→ **DIRECTIONS**:
Everything in the records below is to be reproduced exactly, apart from the images.

┄┄┄┄┄┄┄┄┄┄┄┄┄┄┄┄┄┄┄┄

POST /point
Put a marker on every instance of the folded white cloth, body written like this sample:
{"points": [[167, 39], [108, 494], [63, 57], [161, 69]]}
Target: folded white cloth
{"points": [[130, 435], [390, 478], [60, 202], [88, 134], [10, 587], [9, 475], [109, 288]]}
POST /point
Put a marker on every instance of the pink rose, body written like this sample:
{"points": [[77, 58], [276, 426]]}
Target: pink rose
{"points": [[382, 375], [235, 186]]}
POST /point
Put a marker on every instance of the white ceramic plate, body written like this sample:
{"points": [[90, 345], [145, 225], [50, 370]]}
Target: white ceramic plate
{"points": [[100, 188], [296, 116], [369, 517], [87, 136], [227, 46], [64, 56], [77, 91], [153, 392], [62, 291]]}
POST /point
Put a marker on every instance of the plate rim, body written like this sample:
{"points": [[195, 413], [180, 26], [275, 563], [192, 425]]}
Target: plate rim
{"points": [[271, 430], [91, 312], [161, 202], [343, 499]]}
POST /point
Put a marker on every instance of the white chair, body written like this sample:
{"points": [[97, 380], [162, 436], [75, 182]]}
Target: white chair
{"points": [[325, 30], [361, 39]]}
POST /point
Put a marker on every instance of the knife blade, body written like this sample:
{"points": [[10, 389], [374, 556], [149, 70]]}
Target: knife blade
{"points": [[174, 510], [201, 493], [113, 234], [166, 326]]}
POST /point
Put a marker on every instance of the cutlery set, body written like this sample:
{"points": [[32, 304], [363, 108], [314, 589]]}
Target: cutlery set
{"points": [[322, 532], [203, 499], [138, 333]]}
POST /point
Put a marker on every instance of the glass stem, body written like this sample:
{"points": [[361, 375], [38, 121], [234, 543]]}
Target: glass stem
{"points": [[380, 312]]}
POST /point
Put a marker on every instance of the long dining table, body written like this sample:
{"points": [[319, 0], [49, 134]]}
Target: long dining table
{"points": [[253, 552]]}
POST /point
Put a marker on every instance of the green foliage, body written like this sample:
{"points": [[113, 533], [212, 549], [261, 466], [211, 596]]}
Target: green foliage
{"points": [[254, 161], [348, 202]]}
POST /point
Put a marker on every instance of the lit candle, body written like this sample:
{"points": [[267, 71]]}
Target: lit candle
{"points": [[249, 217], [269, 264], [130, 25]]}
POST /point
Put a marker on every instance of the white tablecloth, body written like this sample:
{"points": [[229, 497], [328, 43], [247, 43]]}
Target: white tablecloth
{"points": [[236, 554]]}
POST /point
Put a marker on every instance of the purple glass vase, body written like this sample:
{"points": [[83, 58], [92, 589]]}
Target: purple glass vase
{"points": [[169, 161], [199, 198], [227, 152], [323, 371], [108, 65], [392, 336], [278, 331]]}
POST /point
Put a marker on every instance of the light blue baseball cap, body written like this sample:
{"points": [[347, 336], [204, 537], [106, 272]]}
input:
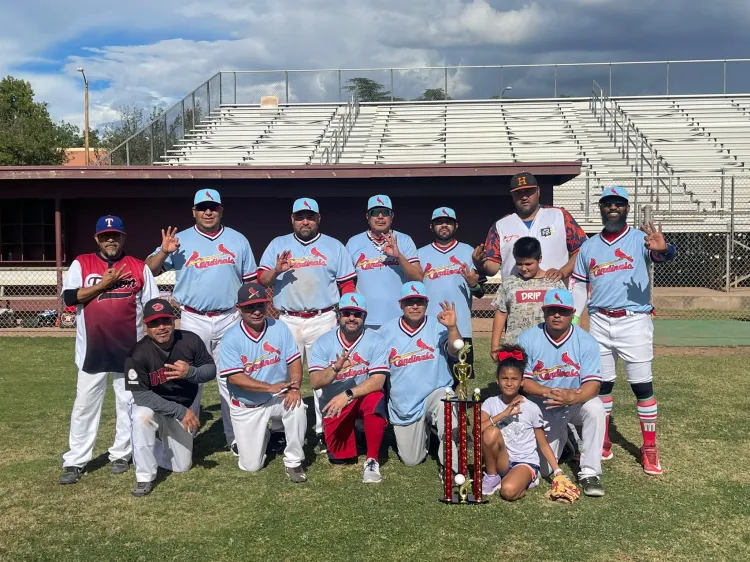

┄┄┄┄┄┄┄┄┄┄┄┄┄┄┄┄┄┄┄┄

→ **ANSWER AREA**:
POST /point
Put a marker on every instance of the folded white cloth, body written like this sample:
{"points": [[167, 39], [108, 494], [63, 57], [161, 69]]}
Target: folded white cloth
{"points": [[130, 435], [390, 478], [60, 202], [88, 134], [10, 587], [9, 475], [109, 288]]}
POST /point
Put a marker on every instance of the pink rose, body written like this sample:
{"points": [[77, 58], [276, 426]]}
Target: pink rose
{"points": [[382, 375], [235, 186]]}
POST /point
Put a marker on every instance of the white ceramic plate, body written like this sample:
{"points": [[90, 345], [145, 225], [50, 370]]}
Target: white ceramic plate
{"points": [[100, 188], [296, 116], [369, 517], [87, 136], [227, 46], [64, 56], [77, 91], [153, 392], [62, 291]]}
POST /point
Put a marker on every instance of the plate rim, body written like this sample:
{"points": [[195, 413], [180, 26], [275, 563], [192, 425]]}
Target: plate rim
{"points": [[271, 430], [91, 312], [161, 202], [343, 499]]}
POST /point
Put a marker on every instance of the white chair, body written like this sample:
{"points": [[97, 380], [162, 436], [75, 182]]}
Target: white chair
{"points": [[325, 30], [361, 39]]}
POST /point
Put a marker on every instance of the knife blade, body written like this sample:
{"points": [[10, 389], [374, 556], [149, 70]]}
Target: knife blade
{"points": [[174, 510], [201, 493], [113, 234], [166, 326]]}
POST /point
Put a marker on every instance of the cutlery set, body written like this sample:
{"points": [[32, 304], [363, 108], [314, 589]]}
Target: cutlery set
{"points": [[322, 532], [203, 499], [138, 333]]}
POST /point
Put a marker on every instance of the glass stem, body written like this sample:
{"points": [[361, 375], [38, 121], [234, 543]]}
Target: glass stem
{"points": [[380, 312]]}
POST /point
Put a marker on every instance of the long dining table, body written like this sample:
{"points": [[319, 0], [49, 134]]}
Target: long dining table
{"points": [[253, 552]]}
POST /point
Put a marker on every instance of the green foliage, body written like this sample:
{"points": [[113, 533], [212, 549], [261, 466], [211, 596]]}
Target: green foliage
{"points": [[254, 161], [348, 202]]}
POST /point
Put a marker on every instance of the lit candle, body written like this sample:
{"points": [[267, 71]]}
Target: lit candle
{"points": [[249, 217], [269, 264], [130, 25]]}
POST /point
Put a marker on every instance of the white tablecloth, body written like this sample:
{"points": [[229, 497], [328, 43], [247, 43]]}
Target: white tablecloth
{"points": [[236, 554]]}
POST /point
Put a marker on every instance of the purple glass vase, body written like this sample:
{"points": [[83, 58], [92, 589]]}
Target: purple glass vase
{"points": [[169, 161], [199, 198], [227, 152], [323, 371], [108, 65], [392, 336], [278, 331]]}
POST /point
Put a marker on every instance of the light blue baseball cap, body written like this sample:
{"points": [[347, 336], [204, 537], [106, 272]]}
input:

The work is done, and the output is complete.